┌──

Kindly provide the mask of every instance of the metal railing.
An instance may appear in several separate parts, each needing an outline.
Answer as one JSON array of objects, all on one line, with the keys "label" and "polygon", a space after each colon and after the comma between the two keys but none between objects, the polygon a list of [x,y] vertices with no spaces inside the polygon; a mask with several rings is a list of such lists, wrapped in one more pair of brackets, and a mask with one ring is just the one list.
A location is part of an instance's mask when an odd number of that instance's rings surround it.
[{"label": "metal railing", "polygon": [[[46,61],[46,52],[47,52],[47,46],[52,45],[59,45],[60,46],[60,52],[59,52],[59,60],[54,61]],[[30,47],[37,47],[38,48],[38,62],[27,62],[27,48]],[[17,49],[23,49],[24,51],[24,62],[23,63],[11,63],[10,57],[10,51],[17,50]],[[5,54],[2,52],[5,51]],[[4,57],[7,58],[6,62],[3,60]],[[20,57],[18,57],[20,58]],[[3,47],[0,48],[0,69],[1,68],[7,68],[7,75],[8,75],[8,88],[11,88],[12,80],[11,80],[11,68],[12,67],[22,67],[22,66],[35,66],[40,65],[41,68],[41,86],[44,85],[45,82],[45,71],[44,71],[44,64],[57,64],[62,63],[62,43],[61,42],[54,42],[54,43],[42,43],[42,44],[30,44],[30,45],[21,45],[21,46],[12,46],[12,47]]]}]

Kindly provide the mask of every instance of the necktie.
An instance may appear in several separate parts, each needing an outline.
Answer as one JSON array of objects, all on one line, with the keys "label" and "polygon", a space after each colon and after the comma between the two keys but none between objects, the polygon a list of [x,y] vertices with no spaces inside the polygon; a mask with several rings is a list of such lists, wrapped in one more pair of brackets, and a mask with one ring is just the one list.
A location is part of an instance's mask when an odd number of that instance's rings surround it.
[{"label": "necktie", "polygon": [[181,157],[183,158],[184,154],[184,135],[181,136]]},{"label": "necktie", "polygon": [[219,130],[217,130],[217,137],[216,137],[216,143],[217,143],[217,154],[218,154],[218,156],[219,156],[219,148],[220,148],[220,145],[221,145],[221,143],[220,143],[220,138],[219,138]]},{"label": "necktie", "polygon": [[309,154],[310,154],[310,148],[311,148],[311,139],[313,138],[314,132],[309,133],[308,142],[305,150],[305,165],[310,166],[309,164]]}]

└──

Update the records above so that "separate parts" reads "disconnected pieces" wherever it occurs, and leave every other word as it is.

Kindly provide the mask of every instance of the metal railing.
An instance may appear in several disconnected pieces, each needing an outline.
Answer as one JSON array of objects, all on one line, with the keys "label" and "polygon", a space after each colon and after the comma between the two keys but none between objects, the polygon a list of [x,y] vertices with no spaces inside the polygon; a mask with several rings is a list of such lists, wrapped in one more pair of brackets, and a mask with one ring is just the one list.
A location is part of an instance's mask when an odd number of that instance's rings surround it.
[{"label": "metal railing", "polygon": [[[46,61],[46,52],[47,52],[47,46],[52,45],[59,45],[60,46],[60,52],[59,52],[59,60],[54,61]],[[30,47],[37,47],[38,48],[38,62],[27,62],[27,48]],[[17,49],[23,49],[24,51],[24,62],[23,63],[11,63],[10,57],[10,51],[17,50]],[[5,54],[2,52],[5,51]],[[4,57],[7,58],[6,62],[3,60]],[[20,57],[18,57],[20,58]],[[3,47],[0,48],[0,69],[1,68],[7,68],[7,75],[8,75],[8,88],[11,88],[12,80],[11,80],[11,68],[12,67],[22,67],[22,66],[35,66],[40,65],[41,68],[41,86],[44,85],[45,82],[45,71],[44,71],[44,64],[57,64],[62,63],[62,43],[61,42],[54,42],[54,43],[42,43],[42,44],[30,44],[30,45],[21,45],[21,46],[12,46],[12,47]]]}]

Kindly provide the mask of every instance of the necktie.
An instance may appear in several disconnected pieces, each needing an outline.
Answer as one JSON array of objects, all on one line, with the keys "label" and "polygon", a space after each colon and after the comma between the two keys but none between objects, the polygon a list of [x,y] vertices with no spaces inside the polygon; a mask with several rings is a list of such lists, wrapped in one more pair of brackets, and a mask with one ring is just the one list.
A location is part of an instance's mask when an odd number of that instance's rings surround it.
[{"label": "necktie", "polygon": [[181,157],[183,158],[184,154],[184,135],[181,136]]},{"label": "necktie", "polygon": [[219,130],[217,130],[217,137],[216,137],[216,143],[217,143],[217,154],[218,154],[218,156],[219,156],[219,148],[220,148],[220,145],[221,145],[221,143],[220,143],[220,138],[219,138]]},{"label": "necktie", "polygon": [[309,154],[310,154],[310,148],[311,148],[311,139],[313,138],[314,132],[309,133],[308,142],[305,150],[305,165],[310,166],[309,164]]}]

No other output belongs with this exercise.